§ **Excerpts of location labeling data**:
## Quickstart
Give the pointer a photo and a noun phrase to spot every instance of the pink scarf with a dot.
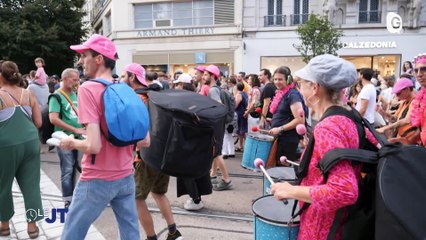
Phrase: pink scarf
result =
(279, 94)
(419, 107)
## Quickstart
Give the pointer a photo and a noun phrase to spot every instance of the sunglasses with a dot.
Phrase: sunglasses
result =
(422, 69)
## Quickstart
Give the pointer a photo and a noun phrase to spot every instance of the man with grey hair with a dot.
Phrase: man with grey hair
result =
(63, 114)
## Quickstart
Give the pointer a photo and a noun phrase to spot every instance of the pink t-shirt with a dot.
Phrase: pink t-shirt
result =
(111, 162)
(41, 76)
(204, 90)
(341, 188)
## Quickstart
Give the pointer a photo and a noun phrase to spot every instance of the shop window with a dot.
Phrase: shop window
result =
(275, 11)
(369, 11)
(384, 65)
(174, 14)
(340, 17)
(301, 12)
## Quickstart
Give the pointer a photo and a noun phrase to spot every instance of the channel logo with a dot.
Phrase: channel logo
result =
(33, 215)
(394, 23)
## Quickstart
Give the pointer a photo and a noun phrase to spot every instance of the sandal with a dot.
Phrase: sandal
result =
(5, 232)
(33, 234)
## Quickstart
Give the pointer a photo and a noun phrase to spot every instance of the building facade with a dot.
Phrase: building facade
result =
(269, 32)
(170, 35)
(247, 35)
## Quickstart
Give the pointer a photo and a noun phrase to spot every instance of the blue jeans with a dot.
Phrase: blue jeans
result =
(91, 198)
(69, 161)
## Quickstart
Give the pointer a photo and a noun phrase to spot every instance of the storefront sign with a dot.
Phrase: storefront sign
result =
(382, 44)
(176, 32)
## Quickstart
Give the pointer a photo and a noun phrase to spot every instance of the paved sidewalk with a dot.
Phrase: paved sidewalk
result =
(51, 197)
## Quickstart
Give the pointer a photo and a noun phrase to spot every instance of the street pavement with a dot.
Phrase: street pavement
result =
(226, 215)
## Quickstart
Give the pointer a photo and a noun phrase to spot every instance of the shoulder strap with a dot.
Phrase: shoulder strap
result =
(334, 156)
(69, 101)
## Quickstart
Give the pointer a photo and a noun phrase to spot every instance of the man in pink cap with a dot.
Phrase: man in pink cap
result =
(405, 132)
(134, 76)
(110, 179)
(202, 86)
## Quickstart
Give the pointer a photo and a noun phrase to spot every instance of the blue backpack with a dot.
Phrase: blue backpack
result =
(125, 114)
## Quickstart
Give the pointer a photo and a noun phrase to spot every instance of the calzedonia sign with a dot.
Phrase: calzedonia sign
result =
(379, 44)
(176, 32)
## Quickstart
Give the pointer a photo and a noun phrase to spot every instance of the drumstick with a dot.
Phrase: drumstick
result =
(256, 129)
(284, 159)
(259, 111)
(259, 164)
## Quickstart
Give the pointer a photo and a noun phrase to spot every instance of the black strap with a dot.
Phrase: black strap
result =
(411, 129)
(58, 98)
(335, 155)
(336, 224)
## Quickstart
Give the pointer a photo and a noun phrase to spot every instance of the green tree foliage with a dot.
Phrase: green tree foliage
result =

§ **Task goal**: Reproduce the data verbatim. Do not carry any picture into the copy.

§ **Result of this task**:
## Quickstart
Give the pointer a photo and a noun phrase to spot every instance of the pink scarf with a dot.
Phrase: pink scarf
result =
(279, 94)
(419, 107)
## Quickstart
Give the pointer a photo and a noun phrase to spot every instance of the sunglasses with a dot.
Phrase: sunglasses
result =
(422, 69)
## Quickstart
Give the pointer a photo and a noun phrase to spot every instance of the man with grey hair with a dot.
Phrase: man with grey hair
result =
(63, 114)
## Quickstart
Give the pointer a photo and a noun phrase to spot every instance of the pink t-shirt with a dot.
Phrase: pink t-shirt
result =
(111, 162)
(41, 76)
(204, 90)
(341, 188)
## Quickstart
Give the pointer a photo and a noun phrase to spot every instance of the shop window with a dot.
Phrase: shop window
result =
(275, 11)
(369, 11)
(384, 65)
(174, 14)
(340, 17)
(301, 12)
## Quickstart
Give the pointer a photo and a noun phrase to spot every instance of the channel logo with a dot.
Phrase: channel logo
result =
(33, 215)
(394, 23)
## Quickstart
Give the pointer a photo and a noun phrase to spot every instance of the sandal with a dot.
Phrase: sandal
result =
(5, 232)
(33, 234)
## Quickstart
Give the pointer a photo and a noun phrase to spot every instance of the building facade with a dot.
Phrase: building facade
result =
(269, 32)
(170, 35)
(247, 35)
## Quickstart
Give the pointer a photo and a noun phrase to spot every instance of the blue jeans with a dot.
Phrase: blue jeans
result =
(91, 198)
(69, 161)
## Quickstart
Give the pointer a photo and a noun phrase to spot every instance of the storefront sign with a dot.
Phrase: storefront sign
result =
(382, 44)
(176, 32)
## Quickstart
Give the pointer a photo and a noun phrase to spot every instance of the paved sidewalk with a dot.
Phrase: paved sidewalk
result =
(51, 197)
## Quickstart
Give the pointer a photo and a noun phrase to spot every instance of the street pavement with a dot.
Phrase: street pavement
result =
(226, 215)
## Quickstart
Give the pointer a photo and a noun phrase to spot every instance of the shoulder strap with a dot.
Phrase: shoulder strap
result =
(334, 156)
(69, 101)
## Quickstart
Give the pointer a photo and a noun phrase to spot every instance of the man in pink cap with a dot.
Phrase: man in pink cap
result =
(405, 132)
(134, 76)
(110, 179)
(202, 86)
## Quickstart
Give the pointer a photo and a noun phrase to spot every instance of the blue backpack with a dot.
Phrase: blue backpack
result =
(125, 114)
## Quickstart
Give the pointer a photo and a noun phrase to spot every instance of the calzedonia sign with a dot.
Phrase: calzedonia sign
result =
(379, 44)
(176, 32)
## Quickstart
Give the pointer a photo and a noun phrase to spot every instance of the drumstick with a dot.
Phrase: drumstick
result =
(256, 129)
(284, 159)
(259, 111)
(259, 164)
## Quickstart
Give the pointer a photo and a noun phrase to spot every instance of the black strap with a dot.
Phrase: black strap
result =
(411, 129)
(58, 98)
(335, 155)
(336, 224)
## Quickstart
Give the pointer a photo and a noun phrase to spot every instance of the green tree foliage with a dot.
Phrase: green tree foliage
result =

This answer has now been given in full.